:: Text ::

Speech of Rawi Hage at the Vancouver public library, during the cultural event “A night with Rawi” organized by the Lebanese Canadian society of BC,and sponsored by:
-The Simon Fraser university (World Literature,and the Comparative studies of Muslim societies and culture).
-The BC Council of WLCU.
. Nov. 1, 2013
Thank you very much for this.
I would like to thank the many people and organizations who made this gathering possible.
My gratitude goes to Dr. Nick Kahwaji from World Lebanese Cultural Union, Mr. Camille Louis, Mr John Badr and the members and organizers of the Lebanese Canadian Society of BC, the Centre for the Comparative Study of Muslim Societies and Cultures, as well as Mr Ken Seigneurie and the Department of World Literature at the SFU.
Allow me also to acknowledge the many people from the Lebanese Canadian community who have come here tonight to celebrate one of their own.
It is indeed this celebratory spirit that I would like to address tonight. But allow me to stand here as a representative of the many artists from the Lebanese diaspora and non-diaspora who, during this long, conflicting and hard history, have made their experience meaningful and impressive. Yet, no matter how meaningful these contributions are, they still for the most part go unnoticed. It is with these silent, brilliant and courageous cultural voices that I would like to share your acknowledgement tonight.
When I was approached by Dr. Kahwaji, who graciously proposed organizing this gathering, I was very moved by something that he told me. “Culture unites us,” he said to me.
Indeed, I must say it does. And for a nation whose downfall has too often been the result of perpetual religious, sectarian and feudal devisions, one must acknowledge that culture has always acted as a unifying element for the Lebanese people. As a matter of fact, the substantial amount of culture that this little nation has contributed to the Arab world and to the rest of the world, is certainly something to celebrate and to be proud of.
Culture is not a word to be taken lightly. The true cultural contribution is much more complex than any of us would want to believe. Beyond the music, dance and the wonderful food, beyond the self-celebratory elements that culture could provide for us, I say that culture’s real value rests in its capacity to provide us with what I would characterize as necessary contingencies and deeper thoughts.
Yes, without any doubt, culture unites us but it’s real power lies in its ability to confront us with uncompromising honesty. To make us aware of our own prejudices, our chauvinistic political affiliations, our short comings and faults.
It is certainly a very legitimate thing for all of us to parade our sons’ and daughters’ accomplishments and successes and I can safely say no other place is more suitable for this than the Canadian mosaic which definitely is a grand, and one might argue, a successful and historical experiment. Multiculturalism in its essence is the rational and humane awareness of the mutual benefits of pluralistic existence.
As a man of letters, I feel very fortunate to belong to these two nations, Lebanon and Canada. And though both countries have societal divisions, I hold both in esteem for also overcoming these solitudes, and for their determination to build commonalities. Lebanon is often portrayed as a place of permanent division, but one must also acknowledge the longer periods of peaceful co-existence between all its communities.

:::
:: Dataset ::

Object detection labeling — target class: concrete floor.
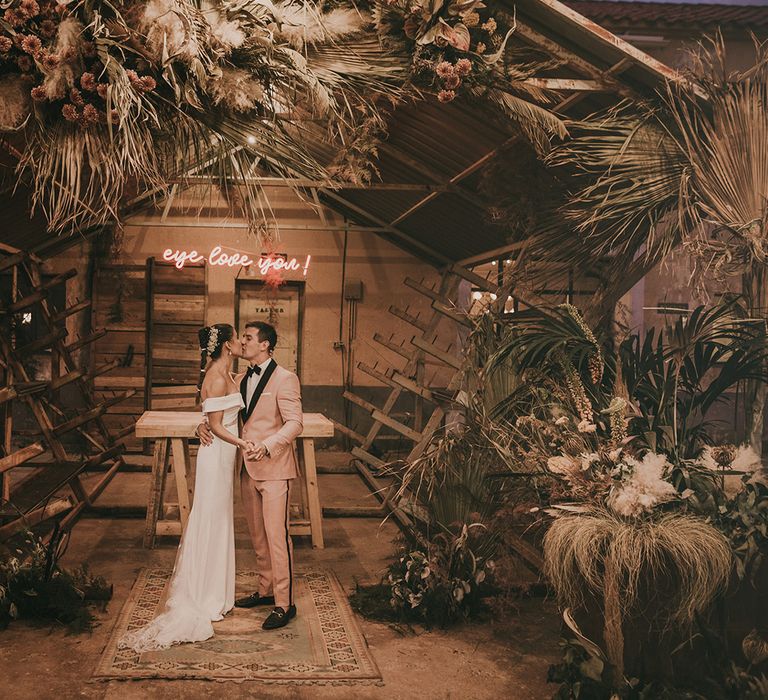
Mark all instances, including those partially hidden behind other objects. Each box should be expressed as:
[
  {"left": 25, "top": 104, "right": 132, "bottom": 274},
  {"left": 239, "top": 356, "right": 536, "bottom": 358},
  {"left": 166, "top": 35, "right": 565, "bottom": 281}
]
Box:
[{"left": 0, "top": 453, "right": 559, "bottom": 700}]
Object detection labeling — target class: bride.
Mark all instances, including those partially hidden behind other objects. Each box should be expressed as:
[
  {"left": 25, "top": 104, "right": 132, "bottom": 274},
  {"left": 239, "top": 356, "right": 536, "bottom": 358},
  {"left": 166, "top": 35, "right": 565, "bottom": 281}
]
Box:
[{"left": 119, "top": 323, "right": 248, "bottom": 652}]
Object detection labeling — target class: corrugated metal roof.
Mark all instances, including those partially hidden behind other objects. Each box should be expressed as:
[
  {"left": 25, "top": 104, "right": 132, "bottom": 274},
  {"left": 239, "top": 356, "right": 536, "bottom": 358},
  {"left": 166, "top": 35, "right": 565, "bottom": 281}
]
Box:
[
  {"left": 0, "top": 0, "right": 676, "bottom": 264},
  {"left": 566, "top": 0, "right": 768, "bottom": 31}
]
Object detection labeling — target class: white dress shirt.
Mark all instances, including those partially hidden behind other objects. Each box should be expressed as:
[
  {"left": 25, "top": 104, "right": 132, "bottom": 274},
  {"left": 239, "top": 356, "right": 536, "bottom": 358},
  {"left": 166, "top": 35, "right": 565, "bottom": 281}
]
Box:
[{"left": 245, "top": 357, "right": 272, "bottom": 407}]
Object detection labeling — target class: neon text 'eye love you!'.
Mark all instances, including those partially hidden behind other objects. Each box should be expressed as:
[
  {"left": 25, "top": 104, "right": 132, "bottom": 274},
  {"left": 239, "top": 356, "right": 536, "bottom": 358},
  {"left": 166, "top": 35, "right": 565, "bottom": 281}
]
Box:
[{"left": 163, "top": 245, "right": 312, "bottom": 277}]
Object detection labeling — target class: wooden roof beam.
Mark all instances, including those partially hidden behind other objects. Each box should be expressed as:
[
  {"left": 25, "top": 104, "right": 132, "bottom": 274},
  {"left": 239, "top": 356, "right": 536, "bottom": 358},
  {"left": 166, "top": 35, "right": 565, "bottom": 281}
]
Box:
[
  {"left": 523, "top": 78, "right": 612, "bottom": 92},
  {"left": 515, "top": 20, "right": 639, "bottom": 100},
  {"left": 318, "top": 188, "right": 452, "bottom": 265}
]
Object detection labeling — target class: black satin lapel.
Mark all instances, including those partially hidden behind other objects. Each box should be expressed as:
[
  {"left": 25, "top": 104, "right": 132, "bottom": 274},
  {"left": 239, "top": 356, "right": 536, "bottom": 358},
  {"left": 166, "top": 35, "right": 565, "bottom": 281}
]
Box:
[{"left": 245, "top": 360, "right": 277, "bottom": 420}]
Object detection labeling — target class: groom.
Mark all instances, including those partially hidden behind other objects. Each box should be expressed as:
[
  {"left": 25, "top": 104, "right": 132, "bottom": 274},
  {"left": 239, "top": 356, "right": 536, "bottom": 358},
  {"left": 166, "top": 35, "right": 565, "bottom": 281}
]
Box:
[{"left": 198, "top": 321, "right": 303, "bottom": 630}]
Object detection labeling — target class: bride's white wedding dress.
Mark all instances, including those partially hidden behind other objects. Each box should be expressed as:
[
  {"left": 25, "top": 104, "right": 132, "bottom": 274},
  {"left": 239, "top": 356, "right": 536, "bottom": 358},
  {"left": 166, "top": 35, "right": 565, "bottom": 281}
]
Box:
[{"left": 119, "top": 394, "right": 243, "bottom": 652}]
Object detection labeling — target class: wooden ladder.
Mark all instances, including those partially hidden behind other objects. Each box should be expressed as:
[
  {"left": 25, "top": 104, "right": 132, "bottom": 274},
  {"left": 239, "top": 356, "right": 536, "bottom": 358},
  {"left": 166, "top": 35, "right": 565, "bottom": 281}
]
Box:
[
  {"left": 334, "top": 265, "right": 499, "bottom": 533},
  {"left": 0, "top": 246, "right": 134, "bottom": 541}
]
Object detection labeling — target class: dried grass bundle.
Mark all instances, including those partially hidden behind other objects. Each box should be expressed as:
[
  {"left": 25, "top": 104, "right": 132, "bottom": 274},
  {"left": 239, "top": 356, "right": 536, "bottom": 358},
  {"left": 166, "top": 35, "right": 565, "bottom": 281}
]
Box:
[{"left": 544, "top": 510, "right": 732, "bottom": 678}]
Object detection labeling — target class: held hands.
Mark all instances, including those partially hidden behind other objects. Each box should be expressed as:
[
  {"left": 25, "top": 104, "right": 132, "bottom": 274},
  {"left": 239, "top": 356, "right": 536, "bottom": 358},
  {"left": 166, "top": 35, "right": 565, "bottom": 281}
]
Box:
[
  {"left": 195, "top": 420, "right": 213, "bottom": 447},
  {"left": 243, "top": 440, "right": 269, "bottom": 462}
]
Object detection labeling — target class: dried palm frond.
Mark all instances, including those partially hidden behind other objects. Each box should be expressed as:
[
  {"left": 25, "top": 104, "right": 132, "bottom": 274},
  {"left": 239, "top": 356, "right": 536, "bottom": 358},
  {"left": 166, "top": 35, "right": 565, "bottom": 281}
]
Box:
[{"left": 536, "top": 37, "right": 768, "bottom": 284}]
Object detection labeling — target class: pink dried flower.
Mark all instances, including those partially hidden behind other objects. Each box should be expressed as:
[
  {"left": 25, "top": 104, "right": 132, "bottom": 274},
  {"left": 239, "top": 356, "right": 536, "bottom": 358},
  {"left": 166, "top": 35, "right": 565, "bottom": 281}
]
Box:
[
  {"left": 435, "top": 61, "right": 454, "bottom": 78},
  {"left": 19, "top": 0, "right": 40, "bottom": 18},
  {"left": 40, "top": 19, "right": 56, "bottom": 39},
  {"left": 456, "top": 58, "right": 472, "bottom": 78},
  {"left": 41, "top": 51, "right": 59, "bottom": 70},
  {"left": 80, "top": 104, "right": 99, "bottom": 126},
  {"left": 21, "top": 34, "right": 43, "bottom": 56},
  {"left": 141, "top": 75, "right": 157, "bottom": 92},
  {"left": 463, "top": 12, "right": 480, "bottom": 29},
  {"left": 61, "top": 104, "right": 78, "bottom": 122},
  {"left": 482, "top": 17, "right": 498, "bottom": 34},
  {"left": 80, "top": 73, "right": 96, "bottom": 92},
  {"left": 443, "top": 75, "right": 461, "bottom": 90},
  {"left": 3, "top": 10, "right": 24, "bottom": 27}
]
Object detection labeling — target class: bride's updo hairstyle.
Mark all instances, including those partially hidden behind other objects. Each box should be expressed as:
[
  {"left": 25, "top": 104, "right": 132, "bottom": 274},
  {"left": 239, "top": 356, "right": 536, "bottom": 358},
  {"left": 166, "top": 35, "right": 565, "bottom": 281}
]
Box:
[{"left": 197, "top": 323, "right": 235, "bottom": 395}]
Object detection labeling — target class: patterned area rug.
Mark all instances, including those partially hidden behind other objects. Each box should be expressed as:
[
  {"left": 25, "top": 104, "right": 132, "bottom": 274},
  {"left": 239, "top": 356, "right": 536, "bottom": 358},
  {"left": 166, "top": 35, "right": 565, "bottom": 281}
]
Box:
[{"left": 93, "top": 569, "right": 381, "bottom": 684}]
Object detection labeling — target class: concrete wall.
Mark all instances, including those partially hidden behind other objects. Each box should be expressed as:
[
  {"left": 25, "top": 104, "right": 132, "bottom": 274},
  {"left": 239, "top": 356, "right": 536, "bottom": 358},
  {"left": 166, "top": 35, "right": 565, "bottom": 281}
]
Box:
[{"left": 42, "top": 187, "right": 458, "bottom": 448}]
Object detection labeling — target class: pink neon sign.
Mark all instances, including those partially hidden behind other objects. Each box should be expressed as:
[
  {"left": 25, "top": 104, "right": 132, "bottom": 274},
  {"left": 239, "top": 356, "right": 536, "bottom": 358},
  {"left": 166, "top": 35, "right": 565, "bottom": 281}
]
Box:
[{"left": 163, "top": 245, "right": 312, "bottom": 277}]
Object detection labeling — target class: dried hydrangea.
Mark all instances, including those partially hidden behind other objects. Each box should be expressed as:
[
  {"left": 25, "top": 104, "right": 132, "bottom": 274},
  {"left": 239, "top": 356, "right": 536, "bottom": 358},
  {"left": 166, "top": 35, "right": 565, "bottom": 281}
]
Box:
[
  {"left": 435, "top": 61, "right": 456, "bottom": 79},
  {"left": 61, "top": 104, "right": 79, "bottom": 122},
  {"left": 608, "top": 452, "right": 677, "bottom": 517},
  {"left": 481, "top": 17, "right": 498, "bottom": 34},
  {"left": 443, "top": 75, "right": 461, "bottom": 90},
  {"left": 456, "top": 58, "right": 472, "bottom": 77},
  {"left": 80, "top": 73, "right": 96, "bottom": 92},
  {"left": 21, "top": 34, "right": 43, "bottom": 56}
]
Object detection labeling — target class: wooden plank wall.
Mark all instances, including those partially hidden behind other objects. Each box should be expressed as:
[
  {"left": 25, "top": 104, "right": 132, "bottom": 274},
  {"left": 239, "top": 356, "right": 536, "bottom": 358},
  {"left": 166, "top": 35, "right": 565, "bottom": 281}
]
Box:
[
  {"left": 150, "top": 262, "right": 206, "bottom": 411},
  {"left": 92, "top": 260, "right": 206, "bottom": 452},
  {"left": 92, "top": 264, "right": 146, "bottom": 452}
]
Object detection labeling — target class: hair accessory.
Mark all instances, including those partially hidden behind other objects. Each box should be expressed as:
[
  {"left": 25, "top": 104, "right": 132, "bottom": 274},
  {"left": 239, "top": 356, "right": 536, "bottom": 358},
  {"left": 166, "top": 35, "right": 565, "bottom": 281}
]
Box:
[{"left": 205, "top": 326, "right": 219, "bottom": 355}]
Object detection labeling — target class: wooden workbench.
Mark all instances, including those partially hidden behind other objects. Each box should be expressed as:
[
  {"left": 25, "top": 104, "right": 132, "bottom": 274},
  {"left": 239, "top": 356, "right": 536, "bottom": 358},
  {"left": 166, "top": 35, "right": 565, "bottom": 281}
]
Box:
[{"left": 136, "top": 411, "right": 333, "bottom": 549}]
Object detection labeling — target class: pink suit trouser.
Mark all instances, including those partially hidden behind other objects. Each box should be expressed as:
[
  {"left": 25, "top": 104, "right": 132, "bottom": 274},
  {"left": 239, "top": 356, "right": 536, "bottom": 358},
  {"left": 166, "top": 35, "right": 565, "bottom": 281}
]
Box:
[{"left": 240, "top": 469, "right": 293, "bottom": 610}]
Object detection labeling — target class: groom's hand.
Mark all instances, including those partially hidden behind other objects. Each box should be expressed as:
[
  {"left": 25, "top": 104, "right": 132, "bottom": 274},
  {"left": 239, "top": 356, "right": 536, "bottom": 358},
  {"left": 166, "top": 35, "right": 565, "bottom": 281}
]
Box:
[
  {"left": 245, "top": 442, "right": 267, "bottom": 462},
  {"left": 195, "top": 421, "right": 213, "bottom": 447}
]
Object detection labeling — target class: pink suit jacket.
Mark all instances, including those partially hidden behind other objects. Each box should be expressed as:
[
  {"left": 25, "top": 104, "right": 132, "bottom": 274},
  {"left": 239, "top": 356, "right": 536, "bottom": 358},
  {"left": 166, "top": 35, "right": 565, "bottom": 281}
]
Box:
[{"left": 242, "top": 365, "right": 304, "bottom": 481}]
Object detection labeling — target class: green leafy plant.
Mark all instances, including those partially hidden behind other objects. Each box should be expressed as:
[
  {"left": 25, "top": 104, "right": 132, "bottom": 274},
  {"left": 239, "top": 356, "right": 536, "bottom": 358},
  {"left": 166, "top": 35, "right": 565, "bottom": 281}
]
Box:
[
  {"left": 386, "top": 524, "right": 493, "bottom": 626},
  {"left": 0, "top": 532, "right": 112, "bottom": 632}
]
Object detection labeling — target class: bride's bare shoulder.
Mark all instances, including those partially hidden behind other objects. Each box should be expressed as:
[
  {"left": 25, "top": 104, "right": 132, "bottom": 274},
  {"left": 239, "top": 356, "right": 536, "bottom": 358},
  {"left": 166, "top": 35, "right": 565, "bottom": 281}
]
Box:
[{"left": 200, "top": 375, "right": 229, "bottom": 401}]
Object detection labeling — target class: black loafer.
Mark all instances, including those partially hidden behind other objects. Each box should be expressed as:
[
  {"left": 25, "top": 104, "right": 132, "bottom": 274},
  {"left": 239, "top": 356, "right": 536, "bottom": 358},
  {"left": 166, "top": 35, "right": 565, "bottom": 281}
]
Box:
[
  {"left": 235, "top": 593, "right": 275, "bottom": 608},
  {"left": 261, "top": 605, "right": 296, "bottom": 630}
]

:::

▶ **To be done**:
1. In the speech, what did Dr. Kahwaji say to the speaker?
2. Retype the speech between "Speech of Rawi" and "this gathering possible.", inclusive.
3. Extend Rawi Hage's speech at the Vancouver library from its last sentence onward.

▶ **Task answers**:
1. "Culture unites us."

2.
Speech of Rawi Hage at the Vancouver public library, during the cultural event “A night with Rawi” organized by the Lebanese Canadian society of BC,and sponsored by:
-The Simon Fraser university (World Literature,and the Comparative studies of Muslim societies and culture).
-The BC Council of WLCU.
. Nov. 1, 2013
Thank you very much for this.
I would like to thank the many people and organizations who made this gathering possible.

3.
Nowhere are these coexistences more visible than in Lebanon’s cultural and artistic communities. I would even suggest that perhaps we should model our political life on the humane and respectful exchanges and interactions that the Lebanese artistic community has managed to create regardless of distance, gender, religious or political affiliations.
My contact with the cultural community in the diaspora and in Lebanon is broad and rich. I have been fortunate and, as a result of the thirty languages that my work has been translated into, and the numerous honours and awards I have received, to have been invited to more than 25 different countries on five continents. Like many of my colleagues in the cultural milieu, I have proudly held up my origins, and the places to which I belong, as the source of my accomplishments.
Every time I arrive in a foreign land, a Lebanese artist or cultural figure will attend my reading or lecture, and afterwards come and introduce him or herself. This solidarity in the artistic community comes from a sense of love, and a shared experience that transcends all political affiliations and religious beliefs.
Yet, Lebanese politicians, officials, religious leaders, and the business community are oblivious to the existence of these artists and their work. In spite of this lack of support, Lebanese artists have thrived, accomplished and they have often acted as official representatives of their birth country. They have done it with the utmost honesty, love and humility.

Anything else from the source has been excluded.